═════ Fragmento seleccionado ═════

Consolidándose como una insigne prueba de la maquiavélica voluntad que estaba detrás de la consolidación del Congreso de Viena, lo que queda claro es la indiscutible habilidad demostrada por quienes confeccionaron la lista de invitados a saber, una lista que bien podría confundirse con la lista de agraviados. Una lista que, lejos todavía de comprender, se supone más que numerosa porque a estás alturas ¿Qué país o potencia no se ha sentido de una u otra manera agraviada o perjudicada por la conducta despótica y tirana de Napoleón? A lo sumo el Mundo de Nunca Jamás.

═════

Acciones requeridas:
1) Devuelve literalmente el pasaje del fragmento sobre el Congreso de Viena que comienza con "Consolidándose como una" y sigue hasta "de Nunca Jamás.".
2) Prolonga el fragmento sobre el Congreso de Viena a partir de la última oración que aparece.

═════ Extracto de datos ═════

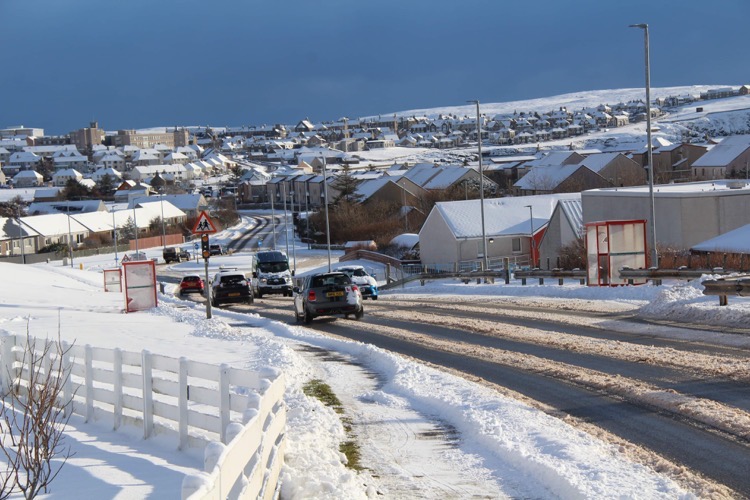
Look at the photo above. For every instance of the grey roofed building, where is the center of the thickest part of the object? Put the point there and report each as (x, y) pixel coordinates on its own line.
(66, 207)
(564, 227)
(452, 234)
(725, 159)
(190, 204)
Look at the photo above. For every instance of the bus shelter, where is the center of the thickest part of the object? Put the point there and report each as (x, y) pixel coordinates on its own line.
(612, 245)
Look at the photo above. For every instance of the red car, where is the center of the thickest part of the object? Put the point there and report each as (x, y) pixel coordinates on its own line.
(191, 283)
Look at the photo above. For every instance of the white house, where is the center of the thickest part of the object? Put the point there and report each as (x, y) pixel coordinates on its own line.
(451, 236)
(27, 178)
(61, 177)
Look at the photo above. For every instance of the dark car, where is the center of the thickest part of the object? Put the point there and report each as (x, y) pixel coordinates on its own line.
(230, 286)
(171, 254)
(216, 249)
(327, 294)
(192, 283)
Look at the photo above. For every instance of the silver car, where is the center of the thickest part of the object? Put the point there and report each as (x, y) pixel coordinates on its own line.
(327, 294)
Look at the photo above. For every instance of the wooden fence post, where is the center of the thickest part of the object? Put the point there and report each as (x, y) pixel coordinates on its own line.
(224, 400)
(182, 403)
(117, 369)
(89, 382)
(148, 397)
(67, 365)
(6, 363)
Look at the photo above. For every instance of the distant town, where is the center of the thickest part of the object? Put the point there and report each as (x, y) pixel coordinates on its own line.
(262, 167)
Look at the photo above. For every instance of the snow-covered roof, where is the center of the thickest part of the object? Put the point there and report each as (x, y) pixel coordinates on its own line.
(725, 152)
(546, 177)
(446, 177)
(408, 240)
(597, 162)
(53, 224)
(735, 241)
(509, 216)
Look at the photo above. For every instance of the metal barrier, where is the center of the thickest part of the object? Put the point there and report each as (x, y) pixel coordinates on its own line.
(724, 287)
(559, 274)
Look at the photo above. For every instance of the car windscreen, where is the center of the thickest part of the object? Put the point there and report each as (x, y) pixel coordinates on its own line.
(330, 279)
(273, 267)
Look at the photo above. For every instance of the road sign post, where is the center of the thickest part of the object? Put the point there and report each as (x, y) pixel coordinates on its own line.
(205, 226)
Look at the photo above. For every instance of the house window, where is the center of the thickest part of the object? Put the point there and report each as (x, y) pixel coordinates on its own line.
(516, 245)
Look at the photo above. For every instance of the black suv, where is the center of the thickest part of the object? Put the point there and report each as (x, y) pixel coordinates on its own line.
(230, 286)
(327, 294)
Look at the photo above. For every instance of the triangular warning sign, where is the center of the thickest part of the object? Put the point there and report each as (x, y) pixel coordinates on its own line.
(204, 225)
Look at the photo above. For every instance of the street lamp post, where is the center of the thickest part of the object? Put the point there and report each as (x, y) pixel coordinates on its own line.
(649, 148)
(481, 189)
(273, 218)
(533, 243)
(294, 242)
(163, 232)
(286, 223)
(70, 237)
(114, 232)
(325, 201)
(20, 235)
(135, 223)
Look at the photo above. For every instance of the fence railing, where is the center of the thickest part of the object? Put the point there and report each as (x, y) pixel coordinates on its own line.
(724, 287)
(239, 412)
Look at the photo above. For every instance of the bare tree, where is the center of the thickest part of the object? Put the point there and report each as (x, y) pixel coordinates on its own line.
(33, 418)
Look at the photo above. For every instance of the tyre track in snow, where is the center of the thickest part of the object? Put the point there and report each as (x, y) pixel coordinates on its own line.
(623, 406)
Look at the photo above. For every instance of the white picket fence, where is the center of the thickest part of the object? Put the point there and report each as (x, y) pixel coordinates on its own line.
(237, 416)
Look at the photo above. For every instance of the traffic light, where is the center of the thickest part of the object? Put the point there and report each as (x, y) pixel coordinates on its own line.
(204, 246)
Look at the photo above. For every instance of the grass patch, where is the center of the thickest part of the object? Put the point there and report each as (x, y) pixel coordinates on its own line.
(318, 389)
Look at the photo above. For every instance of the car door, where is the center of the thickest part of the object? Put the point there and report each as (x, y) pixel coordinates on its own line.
(299, 303)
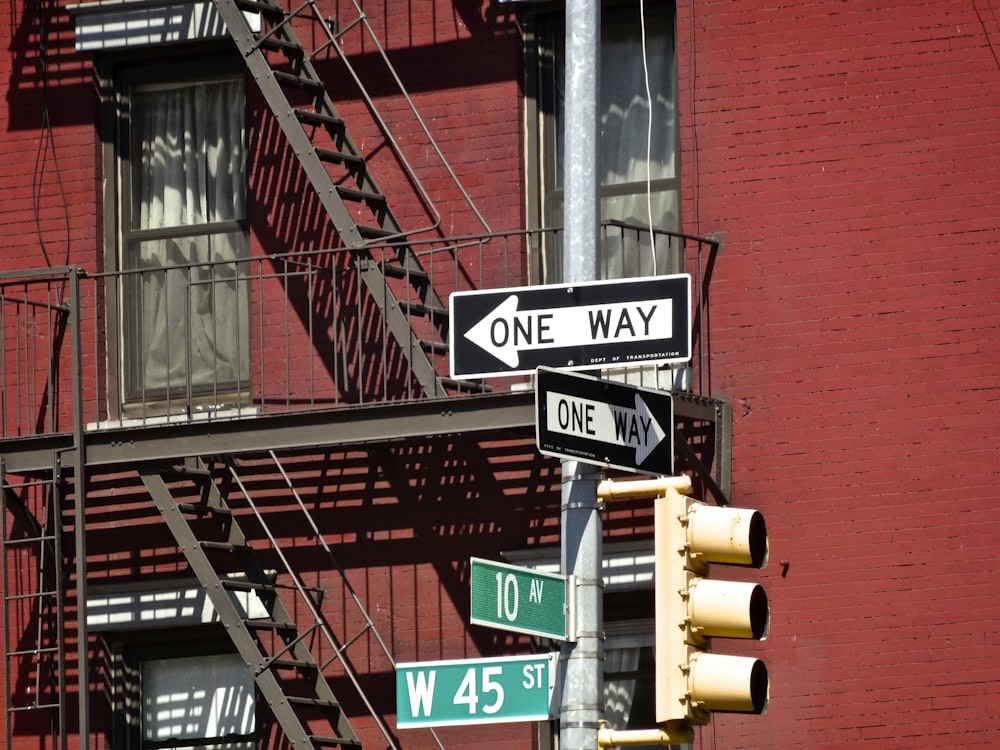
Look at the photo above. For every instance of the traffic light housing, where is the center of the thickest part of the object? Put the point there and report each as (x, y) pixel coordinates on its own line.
(691, 609)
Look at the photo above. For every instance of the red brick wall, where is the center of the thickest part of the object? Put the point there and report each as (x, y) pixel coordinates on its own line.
(849, 155)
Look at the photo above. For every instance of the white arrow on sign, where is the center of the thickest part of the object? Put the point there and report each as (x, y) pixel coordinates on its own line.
(506, 331)
(606, 423)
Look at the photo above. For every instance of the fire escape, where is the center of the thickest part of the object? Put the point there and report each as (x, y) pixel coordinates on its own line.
(195, 475)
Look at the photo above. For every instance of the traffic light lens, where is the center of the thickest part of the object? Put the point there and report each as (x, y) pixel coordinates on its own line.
(757, 540)
(760, 686)
(760, 613)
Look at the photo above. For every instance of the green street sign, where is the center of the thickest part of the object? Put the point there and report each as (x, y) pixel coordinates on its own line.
(475, 691)
(520, 599)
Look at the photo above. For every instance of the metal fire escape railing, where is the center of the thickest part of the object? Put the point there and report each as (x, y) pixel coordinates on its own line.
(279, 648)
(56, 397)
(33, 596)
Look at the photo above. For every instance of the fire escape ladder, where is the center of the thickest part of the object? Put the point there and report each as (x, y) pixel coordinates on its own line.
(33, 601)
(247, 600)
(339, 649)
(284, 71)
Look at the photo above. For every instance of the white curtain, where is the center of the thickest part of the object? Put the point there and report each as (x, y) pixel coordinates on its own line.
(189, 312)
(197, 698)
(620, 666)
(633, 134)
(631, 142)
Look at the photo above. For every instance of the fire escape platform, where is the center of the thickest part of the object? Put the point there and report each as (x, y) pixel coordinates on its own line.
(498, 414)
(345, 426)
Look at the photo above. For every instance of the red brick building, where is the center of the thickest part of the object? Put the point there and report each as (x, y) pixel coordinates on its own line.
(232, 456)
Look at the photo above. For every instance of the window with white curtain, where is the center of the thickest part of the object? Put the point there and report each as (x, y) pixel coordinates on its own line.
(637, 151)
(205, 702)
(184, 232)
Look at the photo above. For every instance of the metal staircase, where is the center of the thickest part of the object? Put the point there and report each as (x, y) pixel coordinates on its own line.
(287, 77)
(33, 604)
(254, 604)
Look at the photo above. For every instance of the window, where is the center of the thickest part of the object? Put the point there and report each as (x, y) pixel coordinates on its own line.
(638, 142)
(182, 692)
(197, 698)
(184, 308)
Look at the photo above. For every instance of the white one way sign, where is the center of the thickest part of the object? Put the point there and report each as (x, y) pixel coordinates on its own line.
(604, 422)
(570, 326)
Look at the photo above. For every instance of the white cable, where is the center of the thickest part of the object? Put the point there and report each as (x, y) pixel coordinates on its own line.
(649, 131)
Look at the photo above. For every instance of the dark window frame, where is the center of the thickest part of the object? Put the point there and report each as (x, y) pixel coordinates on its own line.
(544, 30)
(115, 73)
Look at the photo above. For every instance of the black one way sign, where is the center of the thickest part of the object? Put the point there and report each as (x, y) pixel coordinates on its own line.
(571, 326)
(603, 422)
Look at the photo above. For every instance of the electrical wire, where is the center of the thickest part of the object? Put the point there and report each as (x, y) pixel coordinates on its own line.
(649, 130)
(46, 144)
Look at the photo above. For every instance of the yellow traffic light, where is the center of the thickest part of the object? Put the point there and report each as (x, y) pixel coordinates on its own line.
(691, 608)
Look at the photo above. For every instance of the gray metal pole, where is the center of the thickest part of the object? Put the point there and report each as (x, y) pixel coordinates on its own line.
(582, 705)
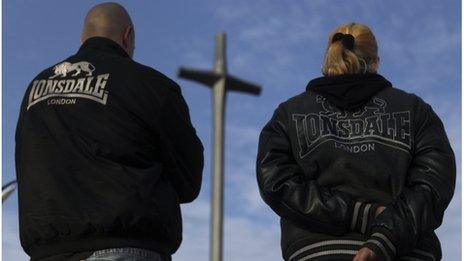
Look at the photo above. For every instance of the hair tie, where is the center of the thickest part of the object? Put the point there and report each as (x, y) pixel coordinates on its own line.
(347, 40)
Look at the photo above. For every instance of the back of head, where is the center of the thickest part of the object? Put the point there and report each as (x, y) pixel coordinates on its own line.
(361, 58)
(109, 20)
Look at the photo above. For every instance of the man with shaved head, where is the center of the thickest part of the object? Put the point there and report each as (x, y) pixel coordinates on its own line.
(105, 152)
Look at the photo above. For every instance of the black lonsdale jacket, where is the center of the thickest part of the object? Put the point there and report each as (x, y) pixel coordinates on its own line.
(105, 153)
(332, 155)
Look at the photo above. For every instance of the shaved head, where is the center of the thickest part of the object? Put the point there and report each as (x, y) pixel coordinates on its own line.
(112, 21)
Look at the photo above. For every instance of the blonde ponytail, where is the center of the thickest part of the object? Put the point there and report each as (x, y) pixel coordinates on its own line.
(362, 58)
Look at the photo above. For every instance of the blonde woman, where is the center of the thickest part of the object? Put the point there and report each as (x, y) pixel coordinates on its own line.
(355, 168)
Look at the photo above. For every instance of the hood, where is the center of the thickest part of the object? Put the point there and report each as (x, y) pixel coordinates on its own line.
(349, 91)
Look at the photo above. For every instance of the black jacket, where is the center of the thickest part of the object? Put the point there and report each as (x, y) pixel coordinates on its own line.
(350, 143)
(105, 153)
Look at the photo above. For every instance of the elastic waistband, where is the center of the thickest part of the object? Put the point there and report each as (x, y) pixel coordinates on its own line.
(95, 243)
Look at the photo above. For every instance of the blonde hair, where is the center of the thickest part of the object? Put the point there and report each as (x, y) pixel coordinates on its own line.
(362, 58)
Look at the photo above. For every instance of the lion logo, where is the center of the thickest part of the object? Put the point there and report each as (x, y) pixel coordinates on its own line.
(376, 106)
(64, 68)
(329, 109)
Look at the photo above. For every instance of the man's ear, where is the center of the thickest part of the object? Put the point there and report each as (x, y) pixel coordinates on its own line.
(126, 37)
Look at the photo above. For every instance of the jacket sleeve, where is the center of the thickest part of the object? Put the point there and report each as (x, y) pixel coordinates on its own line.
(428, 190)
(181, 149)
(294, 193)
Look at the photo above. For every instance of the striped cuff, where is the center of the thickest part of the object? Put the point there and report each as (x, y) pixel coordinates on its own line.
(363, 215)
(380, 242)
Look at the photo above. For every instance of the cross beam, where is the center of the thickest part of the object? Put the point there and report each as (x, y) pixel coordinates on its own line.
(220, 82)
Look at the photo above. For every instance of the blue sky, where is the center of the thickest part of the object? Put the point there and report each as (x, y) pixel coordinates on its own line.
(277, 44)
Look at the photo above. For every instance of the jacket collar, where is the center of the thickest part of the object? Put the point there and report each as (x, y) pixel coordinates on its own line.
(103, 44)
(349, 91)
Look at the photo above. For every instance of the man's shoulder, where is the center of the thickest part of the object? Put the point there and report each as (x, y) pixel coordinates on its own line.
(156, 77)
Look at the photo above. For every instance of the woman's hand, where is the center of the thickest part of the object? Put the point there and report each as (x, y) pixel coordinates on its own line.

═════

Respuestas:
1)
Consolidándose como una insigne prueba de la maquiavélica voluntad que estaba detrás de la consolidación del Congreso de Viena, lo que queda claro es la indiscutible habilidad demostrada por quienes confeccionaron la lista de invitados a saber, una lista que bien podría confundirse con la lista de agraviados. Una lista que, lejos todavía de comprender, se supone más que numerosa porque a estás alturas ¿Qué país o potencia no se ha sentido de una u otra manera agraviada o perjudicada por la conducta despótica y tirana de Napoleón? A lo sumo el Mundo de Nunca Jamás.

2)
Partiendo de la premisa de lo elevado del número, y anticipando de manera magistral la consideración que resulta evidente, la cual procede de entender que la unión en pos de un objetivo común, de potencias que si bien hasta el momento parecen irreconciliables, puede obstaculizar e incluso impedir los deseos que los “Cuatro Grandes” tienen claros;  es cuando el gran Robert Stewart, a la sazón vizconde de Castlereagh, y secretario de Estado para Asuntos Exteriores de Reino Unido,  llega al Continente directamente enviado desde Liverpool como representante del Gobierno Tory. El objetivo, evidente: Coordinar a las cuatro grandes potencias integrantes, en pos de la consecución de un acuerdo duradero por la robustez de sus ingredientes; logrando a la par, y no por error cuando sí más bien a consecuencia de la propia negociación, la redistribución del prestigio y por ende del poder que legítimamente a ésta le es asociado y que les correspondería al resto de potencias europeas, que pasarían a ser residuales, al considerarse su participación en el mismo plano del desempeñado siempre por las denominadas Tropas Auxiliares.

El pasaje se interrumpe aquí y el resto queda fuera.